Exercise goal:
Which lines in the entries below contain the word "ladder"? Report each of them in full, and treat case as significant.

Provided records:
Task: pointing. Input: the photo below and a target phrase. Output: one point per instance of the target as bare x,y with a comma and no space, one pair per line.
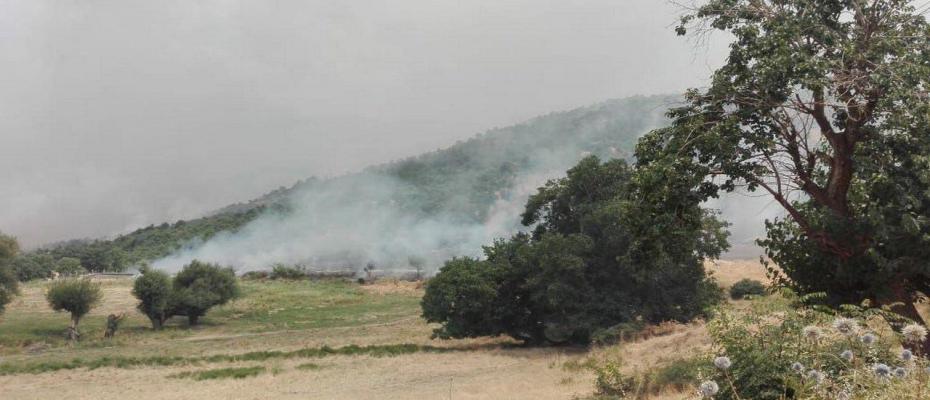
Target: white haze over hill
352,224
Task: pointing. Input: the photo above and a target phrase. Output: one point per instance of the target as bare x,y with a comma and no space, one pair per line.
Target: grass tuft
220,373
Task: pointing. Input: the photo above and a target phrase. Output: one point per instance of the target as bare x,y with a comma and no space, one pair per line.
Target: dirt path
493,374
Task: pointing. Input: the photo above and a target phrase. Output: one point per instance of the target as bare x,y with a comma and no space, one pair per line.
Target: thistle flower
723,363
914,333
881,370
812,332
847,355
846,326
708,389
815,376
900,372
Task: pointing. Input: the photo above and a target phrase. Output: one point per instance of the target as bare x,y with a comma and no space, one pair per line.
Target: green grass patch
309,367
391,350
220,373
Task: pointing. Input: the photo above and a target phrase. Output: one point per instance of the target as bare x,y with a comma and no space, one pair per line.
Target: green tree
76,296
603,252
69,266
9,286
200,286
823,105
153,290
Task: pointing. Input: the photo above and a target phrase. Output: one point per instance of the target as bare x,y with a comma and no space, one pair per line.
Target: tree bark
72,329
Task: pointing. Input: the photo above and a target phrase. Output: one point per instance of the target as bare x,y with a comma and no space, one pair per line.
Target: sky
120,114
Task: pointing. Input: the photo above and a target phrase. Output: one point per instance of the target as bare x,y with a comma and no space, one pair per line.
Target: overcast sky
118,114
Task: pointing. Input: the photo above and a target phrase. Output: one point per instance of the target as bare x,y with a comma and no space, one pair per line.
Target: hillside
458,184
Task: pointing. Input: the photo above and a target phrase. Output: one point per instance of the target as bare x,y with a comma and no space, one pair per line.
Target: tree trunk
72,329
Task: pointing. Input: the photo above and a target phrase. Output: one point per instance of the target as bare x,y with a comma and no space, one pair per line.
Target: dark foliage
597,258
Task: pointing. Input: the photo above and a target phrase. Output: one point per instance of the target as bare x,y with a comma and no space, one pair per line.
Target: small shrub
289,272
153,289
201,286
747,287
220,373
77,296
255,275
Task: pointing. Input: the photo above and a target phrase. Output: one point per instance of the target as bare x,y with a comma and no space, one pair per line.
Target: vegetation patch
220,373
391,350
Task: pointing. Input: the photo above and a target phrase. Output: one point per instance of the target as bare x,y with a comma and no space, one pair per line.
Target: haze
120,114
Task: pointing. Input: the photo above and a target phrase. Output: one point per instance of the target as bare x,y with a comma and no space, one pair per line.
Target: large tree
822,104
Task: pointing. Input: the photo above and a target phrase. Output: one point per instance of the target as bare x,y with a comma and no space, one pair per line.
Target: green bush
200,286
602,253
76,296
288,272
746,287
153,289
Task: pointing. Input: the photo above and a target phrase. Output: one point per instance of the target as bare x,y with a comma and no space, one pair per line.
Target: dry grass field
288,317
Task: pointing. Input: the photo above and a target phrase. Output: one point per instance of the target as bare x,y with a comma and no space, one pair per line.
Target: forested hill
460,182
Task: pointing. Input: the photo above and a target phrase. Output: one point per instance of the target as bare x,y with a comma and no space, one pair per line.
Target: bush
76,296
69,266
746,287
281,271
153,289
602,253
201,286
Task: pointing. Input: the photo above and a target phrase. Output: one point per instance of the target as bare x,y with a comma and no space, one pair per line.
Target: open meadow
298,339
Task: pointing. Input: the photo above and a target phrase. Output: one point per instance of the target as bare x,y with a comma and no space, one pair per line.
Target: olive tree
76,296
153,289
200,286
823,105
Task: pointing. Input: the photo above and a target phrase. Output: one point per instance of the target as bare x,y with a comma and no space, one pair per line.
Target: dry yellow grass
485,371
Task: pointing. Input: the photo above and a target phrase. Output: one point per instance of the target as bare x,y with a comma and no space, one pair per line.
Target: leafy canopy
822,104
602,253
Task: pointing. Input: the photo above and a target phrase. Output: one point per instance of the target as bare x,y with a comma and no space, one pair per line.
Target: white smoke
351,224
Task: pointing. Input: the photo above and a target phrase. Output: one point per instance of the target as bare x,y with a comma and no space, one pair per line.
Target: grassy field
299,340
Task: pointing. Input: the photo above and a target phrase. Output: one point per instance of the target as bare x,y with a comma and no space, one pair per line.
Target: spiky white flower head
723,362
900,372
815,376
881,370
846,326
847,355
708,389
812,332
914,333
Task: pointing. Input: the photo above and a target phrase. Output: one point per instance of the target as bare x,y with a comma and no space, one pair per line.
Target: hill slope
446,202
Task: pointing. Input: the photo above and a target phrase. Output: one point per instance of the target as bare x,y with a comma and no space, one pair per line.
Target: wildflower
914,333
708,389
900,372
815,375
812,332
723,363
846,326
847,355
881,370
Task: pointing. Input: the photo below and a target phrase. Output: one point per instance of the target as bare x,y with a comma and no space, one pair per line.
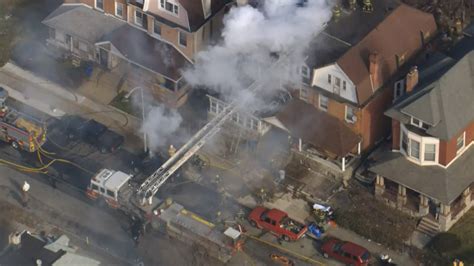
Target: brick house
142,42
348,75
429,172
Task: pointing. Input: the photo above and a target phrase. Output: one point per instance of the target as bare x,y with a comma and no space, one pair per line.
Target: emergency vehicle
21,131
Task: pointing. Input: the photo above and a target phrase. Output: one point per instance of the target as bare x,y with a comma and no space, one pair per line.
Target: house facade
429,171
348,74
145,43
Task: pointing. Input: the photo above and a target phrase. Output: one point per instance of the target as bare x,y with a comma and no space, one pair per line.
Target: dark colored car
345,252
93,133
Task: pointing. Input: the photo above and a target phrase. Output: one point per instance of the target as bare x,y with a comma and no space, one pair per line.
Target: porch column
379,185
444,217
423,207
402,196
466,196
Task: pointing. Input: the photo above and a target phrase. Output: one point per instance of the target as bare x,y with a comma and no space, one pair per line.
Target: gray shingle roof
444,99
82,22
443,184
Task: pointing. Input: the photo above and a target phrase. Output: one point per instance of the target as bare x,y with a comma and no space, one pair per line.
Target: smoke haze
251,39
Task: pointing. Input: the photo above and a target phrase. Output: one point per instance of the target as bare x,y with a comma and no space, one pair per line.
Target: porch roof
325,132
443,184
146,51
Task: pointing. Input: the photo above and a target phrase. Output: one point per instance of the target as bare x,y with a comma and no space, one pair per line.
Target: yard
464,230
358,210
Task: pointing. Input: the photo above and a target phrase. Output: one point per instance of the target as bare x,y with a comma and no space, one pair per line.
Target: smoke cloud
252,40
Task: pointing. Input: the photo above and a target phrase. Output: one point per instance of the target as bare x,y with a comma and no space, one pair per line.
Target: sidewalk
44,95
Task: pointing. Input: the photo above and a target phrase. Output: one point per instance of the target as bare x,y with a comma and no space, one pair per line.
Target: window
169,6
323,102
399,88
350,115
182,39
405,142
430,152
156,28
304,94
99,4
138,18
119,9
110,193
414,149
460,142
83,46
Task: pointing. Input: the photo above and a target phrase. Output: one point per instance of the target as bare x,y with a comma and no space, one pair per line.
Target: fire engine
20,130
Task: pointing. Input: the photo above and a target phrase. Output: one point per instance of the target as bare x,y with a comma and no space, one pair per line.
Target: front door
104,58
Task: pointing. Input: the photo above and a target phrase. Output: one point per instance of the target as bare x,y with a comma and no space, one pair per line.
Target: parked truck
21,131
278,223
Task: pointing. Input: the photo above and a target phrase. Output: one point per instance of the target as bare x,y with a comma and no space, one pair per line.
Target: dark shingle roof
82,22
146,51
444,99
318,128
436,182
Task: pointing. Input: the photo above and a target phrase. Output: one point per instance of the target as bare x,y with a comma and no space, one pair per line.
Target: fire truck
117,190
20,130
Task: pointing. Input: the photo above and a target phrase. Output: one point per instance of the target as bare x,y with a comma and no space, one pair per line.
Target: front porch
420,205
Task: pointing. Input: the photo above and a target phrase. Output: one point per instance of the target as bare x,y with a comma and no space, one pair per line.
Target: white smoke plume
251,39
160,126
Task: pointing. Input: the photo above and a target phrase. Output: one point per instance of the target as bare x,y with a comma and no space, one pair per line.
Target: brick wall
395,134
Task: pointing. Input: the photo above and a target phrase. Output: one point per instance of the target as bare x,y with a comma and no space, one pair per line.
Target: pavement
47,96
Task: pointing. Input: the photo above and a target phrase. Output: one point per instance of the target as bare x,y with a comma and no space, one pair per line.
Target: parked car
93,133
346,252
277,222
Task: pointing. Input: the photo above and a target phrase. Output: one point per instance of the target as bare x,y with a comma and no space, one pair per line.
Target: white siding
320,79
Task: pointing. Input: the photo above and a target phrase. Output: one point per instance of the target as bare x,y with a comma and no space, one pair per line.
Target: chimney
242,2
375,70
412,79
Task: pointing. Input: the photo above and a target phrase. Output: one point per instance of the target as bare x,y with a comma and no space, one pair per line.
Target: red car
277,222
346,252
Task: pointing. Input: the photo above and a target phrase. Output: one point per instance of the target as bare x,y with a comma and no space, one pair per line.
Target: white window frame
461,149
304,94
98,8
154,24
398,89
423,141
179,38
354,117
319,102
175,6
117,4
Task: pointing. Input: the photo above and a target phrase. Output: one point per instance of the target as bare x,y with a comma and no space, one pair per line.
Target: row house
146,43
429,171
347,76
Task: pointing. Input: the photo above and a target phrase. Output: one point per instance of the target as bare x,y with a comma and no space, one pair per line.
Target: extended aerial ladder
153,183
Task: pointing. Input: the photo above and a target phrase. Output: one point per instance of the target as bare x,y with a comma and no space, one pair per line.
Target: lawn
358,210
464,229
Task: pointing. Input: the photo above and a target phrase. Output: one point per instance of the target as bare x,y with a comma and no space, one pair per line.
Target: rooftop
443,98
82,22
436,182
146,51
305,121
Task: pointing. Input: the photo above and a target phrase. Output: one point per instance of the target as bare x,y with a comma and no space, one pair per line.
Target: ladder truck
21,131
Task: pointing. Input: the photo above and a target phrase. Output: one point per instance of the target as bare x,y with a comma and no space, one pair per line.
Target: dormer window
418,123
170,6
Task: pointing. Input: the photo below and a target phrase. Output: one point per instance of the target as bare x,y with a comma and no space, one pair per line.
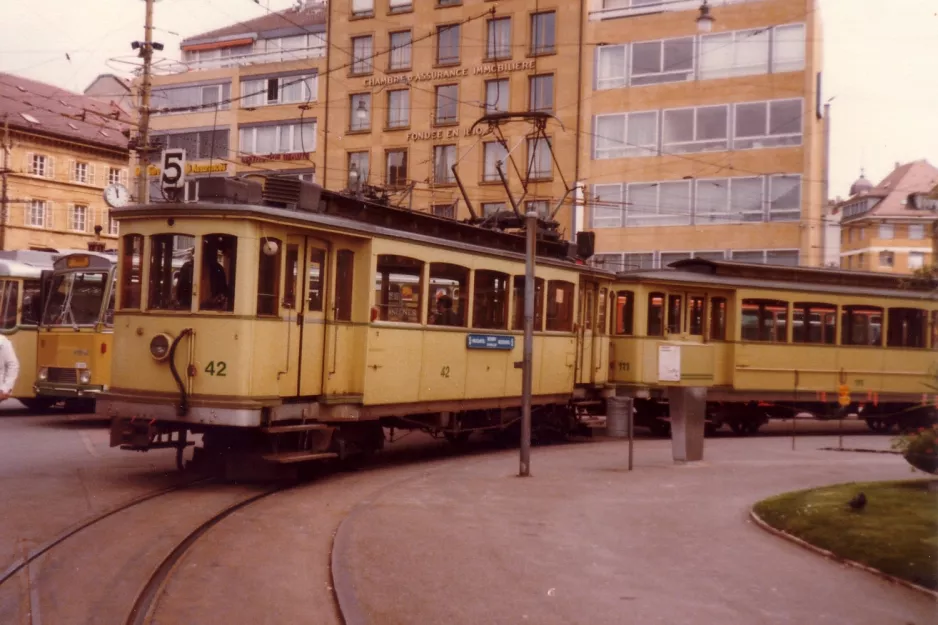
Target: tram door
311,320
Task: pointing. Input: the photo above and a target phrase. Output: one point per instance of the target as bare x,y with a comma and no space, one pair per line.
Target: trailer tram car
76,330
309,321
772,341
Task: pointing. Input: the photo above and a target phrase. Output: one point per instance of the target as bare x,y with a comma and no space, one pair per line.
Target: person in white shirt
9,367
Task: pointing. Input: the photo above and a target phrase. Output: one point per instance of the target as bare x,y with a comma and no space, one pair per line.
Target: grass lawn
896,533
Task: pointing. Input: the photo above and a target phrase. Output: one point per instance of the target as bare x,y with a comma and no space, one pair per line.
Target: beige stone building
63,149
667,142
889,227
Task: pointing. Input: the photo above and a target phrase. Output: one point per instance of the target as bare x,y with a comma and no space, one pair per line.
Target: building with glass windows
668,141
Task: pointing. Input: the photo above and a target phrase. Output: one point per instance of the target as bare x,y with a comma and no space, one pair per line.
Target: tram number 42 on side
216,368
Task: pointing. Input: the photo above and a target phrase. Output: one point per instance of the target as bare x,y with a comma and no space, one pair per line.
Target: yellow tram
307,320
74,354
777,339
20,310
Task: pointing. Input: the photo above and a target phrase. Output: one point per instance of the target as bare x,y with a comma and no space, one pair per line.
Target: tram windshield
75,299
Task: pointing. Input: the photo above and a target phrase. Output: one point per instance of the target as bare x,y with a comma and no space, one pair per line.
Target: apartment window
659,204
78,218
360,162
768,124
82,172
542,33
447,45
395,171
542,93
362,54
447,110
444,157
279,90
671,60
493,208
359,112
539,165
401,47
607,205
399,108
41,165
497,97
363,7
284,138
784,198
625,134
38,213
498,41
493,152
612,66
700,129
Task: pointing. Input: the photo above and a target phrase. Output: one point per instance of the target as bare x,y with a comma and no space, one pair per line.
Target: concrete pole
143,140
527,362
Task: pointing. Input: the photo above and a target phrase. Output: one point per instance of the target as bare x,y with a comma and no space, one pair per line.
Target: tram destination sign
490,341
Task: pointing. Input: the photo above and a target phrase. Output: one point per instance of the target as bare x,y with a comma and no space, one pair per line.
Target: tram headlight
159,347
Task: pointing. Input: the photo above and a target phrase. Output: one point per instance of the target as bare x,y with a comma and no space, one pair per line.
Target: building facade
244,99
666,141
63,149
889,227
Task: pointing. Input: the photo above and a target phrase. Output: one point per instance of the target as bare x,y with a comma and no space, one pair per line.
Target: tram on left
73,362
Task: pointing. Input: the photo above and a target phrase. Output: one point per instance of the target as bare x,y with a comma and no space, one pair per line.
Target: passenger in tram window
445,315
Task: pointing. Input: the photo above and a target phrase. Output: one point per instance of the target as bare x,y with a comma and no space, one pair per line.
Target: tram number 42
216,368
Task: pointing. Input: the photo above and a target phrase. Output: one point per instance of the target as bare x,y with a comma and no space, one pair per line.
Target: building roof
297,18
49,110
894,190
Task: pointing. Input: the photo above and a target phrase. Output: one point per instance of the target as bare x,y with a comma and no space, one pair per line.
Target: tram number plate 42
490,341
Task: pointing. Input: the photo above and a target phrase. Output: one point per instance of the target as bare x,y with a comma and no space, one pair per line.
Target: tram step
305,427
299,456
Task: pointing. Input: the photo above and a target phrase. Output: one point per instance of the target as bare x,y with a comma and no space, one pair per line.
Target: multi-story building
887,227
63,149
668,142
245,98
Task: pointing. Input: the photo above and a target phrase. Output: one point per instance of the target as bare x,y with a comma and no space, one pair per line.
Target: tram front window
75,299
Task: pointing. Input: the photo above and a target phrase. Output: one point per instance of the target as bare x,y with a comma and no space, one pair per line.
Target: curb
833,556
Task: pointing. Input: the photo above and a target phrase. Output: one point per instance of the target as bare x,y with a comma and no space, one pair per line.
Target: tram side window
449,295
560,306
624,313
718,319
9,292
490,300
518,319
765,320
219,261
268,277
344,281
675,310
601,312
907,327
655,314
695,315
170,272
32,302
814,322
398,286
131,261
862,325
316,272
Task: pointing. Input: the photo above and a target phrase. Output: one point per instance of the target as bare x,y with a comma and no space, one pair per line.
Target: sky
880,63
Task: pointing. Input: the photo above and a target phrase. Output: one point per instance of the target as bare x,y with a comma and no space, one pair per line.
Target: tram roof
779,277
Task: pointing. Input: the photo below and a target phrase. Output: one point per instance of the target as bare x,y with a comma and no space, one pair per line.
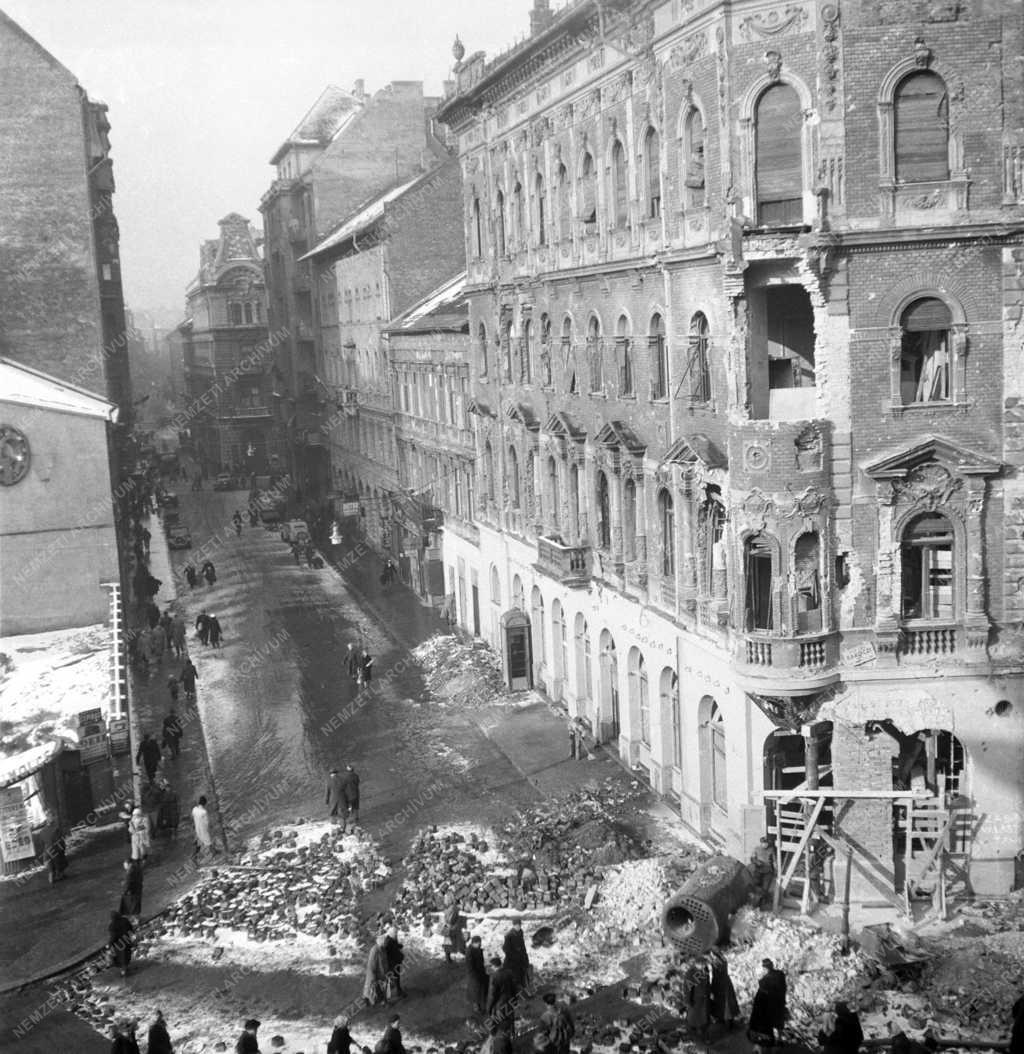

Solution below:
Target: extended aerial ladder
Target: ladder truck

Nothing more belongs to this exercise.